> [WHAT THE EXERCISE ASKS]
Repeat each line of the material below exactly as it appears, minus any pictures.

[start DATA IN THIS EXERCISE]

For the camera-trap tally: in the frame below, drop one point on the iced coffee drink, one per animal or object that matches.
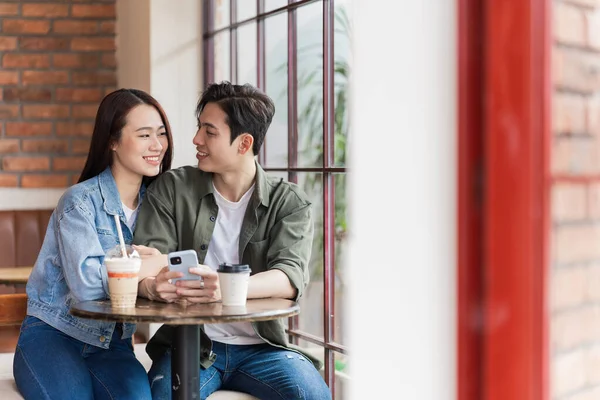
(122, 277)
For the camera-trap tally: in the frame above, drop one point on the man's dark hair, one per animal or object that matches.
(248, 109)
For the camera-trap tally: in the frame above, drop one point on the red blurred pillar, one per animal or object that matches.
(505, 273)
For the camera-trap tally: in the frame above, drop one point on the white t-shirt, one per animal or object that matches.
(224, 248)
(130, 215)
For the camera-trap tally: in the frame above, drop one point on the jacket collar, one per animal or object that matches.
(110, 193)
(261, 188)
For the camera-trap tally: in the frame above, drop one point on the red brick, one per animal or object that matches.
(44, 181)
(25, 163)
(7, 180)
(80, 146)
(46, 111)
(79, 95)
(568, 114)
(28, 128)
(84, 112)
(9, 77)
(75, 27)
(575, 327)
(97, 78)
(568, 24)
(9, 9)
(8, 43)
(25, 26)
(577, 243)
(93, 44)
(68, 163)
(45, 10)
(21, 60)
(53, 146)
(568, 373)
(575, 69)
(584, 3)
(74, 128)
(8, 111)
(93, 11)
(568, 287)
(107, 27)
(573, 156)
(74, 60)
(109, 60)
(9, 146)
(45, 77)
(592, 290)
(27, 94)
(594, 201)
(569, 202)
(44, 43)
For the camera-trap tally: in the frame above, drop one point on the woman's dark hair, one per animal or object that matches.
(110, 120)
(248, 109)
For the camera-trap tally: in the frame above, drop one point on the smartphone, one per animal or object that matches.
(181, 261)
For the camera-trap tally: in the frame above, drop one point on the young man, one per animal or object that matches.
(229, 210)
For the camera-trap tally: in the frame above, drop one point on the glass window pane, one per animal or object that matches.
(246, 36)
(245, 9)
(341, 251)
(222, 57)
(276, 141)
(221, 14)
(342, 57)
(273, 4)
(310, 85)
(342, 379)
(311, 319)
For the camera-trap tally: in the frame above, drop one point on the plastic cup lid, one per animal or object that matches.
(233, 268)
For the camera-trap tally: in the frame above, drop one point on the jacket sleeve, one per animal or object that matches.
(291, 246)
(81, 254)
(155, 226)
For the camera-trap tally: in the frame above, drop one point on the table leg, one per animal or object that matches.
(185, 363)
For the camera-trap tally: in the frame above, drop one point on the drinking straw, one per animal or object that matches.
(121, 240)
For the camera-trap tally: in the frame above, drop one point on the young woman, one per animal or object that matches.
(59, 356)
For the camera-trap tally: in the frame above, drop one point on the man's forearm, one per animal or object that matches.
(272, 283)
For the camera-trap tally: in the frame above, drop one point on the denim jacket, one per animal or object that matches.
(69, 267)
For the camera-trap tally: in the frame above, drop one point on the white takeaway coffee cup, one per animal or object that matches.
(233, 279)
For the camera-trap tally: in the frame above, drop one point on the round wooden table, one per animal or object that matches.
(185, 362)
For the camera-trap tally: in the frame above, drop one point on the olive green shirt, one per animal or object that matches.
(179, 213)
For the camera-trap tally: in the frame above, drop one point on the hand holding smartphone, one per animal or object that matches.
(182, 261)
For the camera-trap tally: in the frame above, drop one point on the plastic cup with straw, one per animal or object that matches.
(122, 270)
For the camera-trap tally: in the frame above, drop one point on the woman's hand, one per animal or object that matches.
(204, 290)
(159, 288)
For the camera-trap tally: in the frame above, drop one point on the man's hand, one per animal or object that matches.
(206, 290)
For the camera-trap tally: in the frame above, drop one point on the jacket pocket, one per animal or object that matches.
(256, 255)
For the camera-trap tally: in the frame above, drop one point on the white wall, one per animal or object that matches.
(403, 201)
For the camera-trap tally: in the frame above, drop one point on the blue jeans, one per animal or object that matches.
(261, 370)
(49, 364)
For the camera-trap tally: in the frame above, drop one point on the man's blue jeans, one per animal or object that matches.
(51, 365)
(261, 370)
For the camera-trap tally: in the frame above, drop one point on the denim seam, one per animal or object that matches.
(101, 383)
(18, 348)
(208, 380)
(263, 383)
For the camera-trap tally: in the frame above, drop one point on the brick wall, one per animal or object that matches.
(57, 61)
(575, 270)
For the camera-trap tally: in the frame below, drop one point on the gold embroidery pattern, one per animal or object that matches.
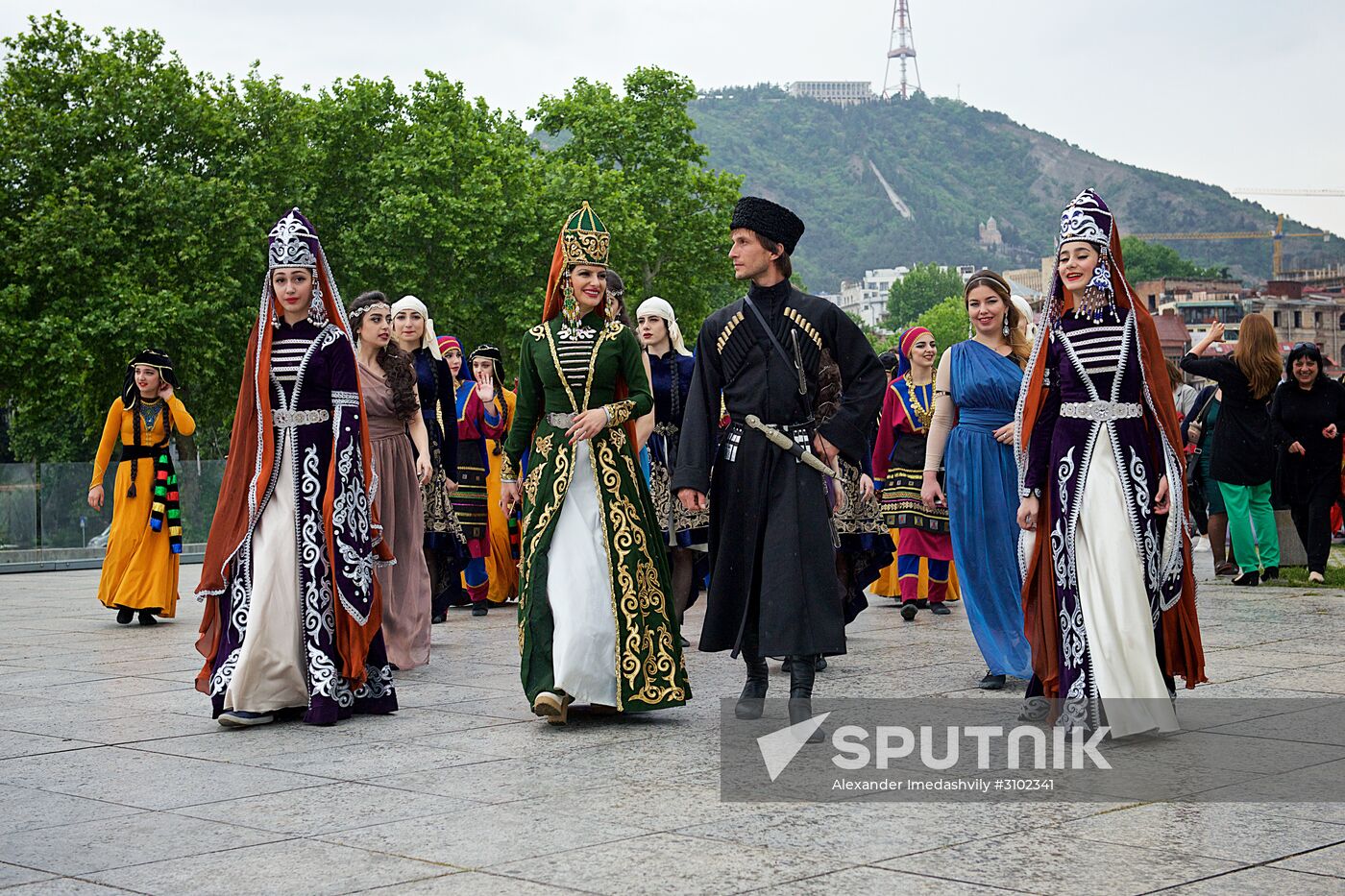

[end DATA IN THIS EXERCISE]

> [EXERCISE SOLUTION]
For the camera-trap tally: in the frame below, drop one point on the iced coffee drink, one per animal or object that matches.
(122, 277)
For the camera-trap tally: in the frame above, drop one point on the man's dark hair, one per animal or object that matches.
(248, 109)
For the camera-trap tally: in the frame above, drop one point on the red blurred pillar, one per animal or object that matches.
(505, 273)
For the camera-trap tally: in the frame above, drop one point on the white t-shirt, one per animal or object that matches.
(224, 248)
(130, 215)
For the camera-trap tally: in the frame above, drop one point on the jacket collar, one per animal or object that matches.
(110, 193)
(261, 188)
For the camera-trap tally: in the frame above, drop one point on the red brick, one per animal or object that matches.
(44, 181)
(25, 163)
(7, 180)
(80, 146)
(46, 111)
(79, 95)
(568, 114)
(28, 128)
(84, 112)
(9, 77)
(75, 27)
(575, 327)
(97, 78)
(568, 24)
(9, 9)
(8, 43)
(25, 26)
(577, 243)
(93, 44)
(68, 163)
(45, 10)
(21, 60)
(53, 146)
(568, 373)
(575, 69)
(584, 3)
(74, 128)
(8, 111)
(93, 11)
(568, 287)
(107, 27)
(573, 156)
(74, 60)
(109, 60)
(9, 146)
(45, 77)
(592, 290)
(27, 94)
(594, 201)
(569, 202)
(44, 43)
For the camera-trap tally: in the frame above, drop one point on the woman's dark hair, one per animal or object that matches.
(110, 120)
(248, 109)
For the camera-trap tally: in the frame above, drop one point on the smartphone, one per animal or object that matches.
(181, 261)
For the camera-trap tally: in the frame above, drop one point on the young man, one per animal or object that matches.
(229, 210)
For the camera-trap tally: in the frame above, drop one point on the glass window pane, one per animal or object that matches.
(246, 36)
(245, 9)
(341, 251)
(222, 57)
(276, 141)
(221, 14)
(342, 57)
(273, 4)
(310, 85)
(342, 379)
(311, 319)
For the camera-trap tally: in the frame above, drop one point on the plastic cup lid, one per animal or object that matches.
(233, 268)
For the camera-trap tally: in the frame above, drop one point on the jacket sleeve, one per animal or object that matches.
(291, 246)
(81, 254)
(155, 226)
For the camera-trap tally: in the frame above, drop one point on the table leg, one per animal or object that matches.
(185, 363)
For the camera-trap tally: in the frame above, drop one point on the drinking straw, one per animal or object that matches.
(121, 240)
For the camera-trap tally: in the frame above, drop one point on the young woman, one per animal or object that matches.
(59, 356)
For the camera-trap tally: in the frame above, drop one point on the man's forearm, one per animal or object that matches.
(272, 283)
For the camera-trap tally: in the frame above, drop one point on the denim jacket, one per animal or object that matches.
(69, 267)
For the camera-trap tally: in the frame above, drop one point on the white takeaway coffee cup, one per animal or object that matches.
(233, 279)
For the camera-trap tally: in the frame above, drop one point on the round wooden table, one per animal or object that matches.
(185, 362)
For the camera-trap tally: in the frame above, drop one point on the olive green shirt, one per animal or object that matches.
(179, 213)
For the camera-trap tally: in the frame above, drop one point on the hand holding smartphone, one per animal or object that matches.
(182, 261)
For the camera-trap tally: in the frame above, drop one point on the plastic cup with straw, one per animal or object that matches.
(122, 270)
For the camera-trap tally: in the frame above, drop one point on the woman's hand, one per animal or object that matches.
(204, 290)
(159, 288)
For the camera-trap tally: in the frame above, drop one point on the man's hand, one per animal or object that matches.
(206, 290)
For the camera-trap tally: in the frame above, drop one point on the jacket pocket, one per animal or object that matches.
(256, 255)
For the camera-trap tally: in the frame above, drop one point on the white wall, one per animal or object that matches.
(403, 201)
For the camera-trap tally: in the frame above, drop one point on the blue jeans, one per animal or object that matches.
(261, 370)
(49, 364)
For the camera-trap tally: in the frame above, drop one point on the man's blue jeans, one per animal or object that matches.
(51, 365)
(261, 370)
For the camera-trap tally: in the frame above, drop one point on the denim seam, one per animal or object that matches.
(101, 383)
(18, 348)
(208, 380)
(263, 383)
For the camera-trap tally: in the frame above, drop one point on the brick wall, one per animal or object that matches.
(57, 61)
(575, 270)
For the camera-trap tally: in the frame below, drop one point on the gold embroidery pattern, one per animal or object that matches.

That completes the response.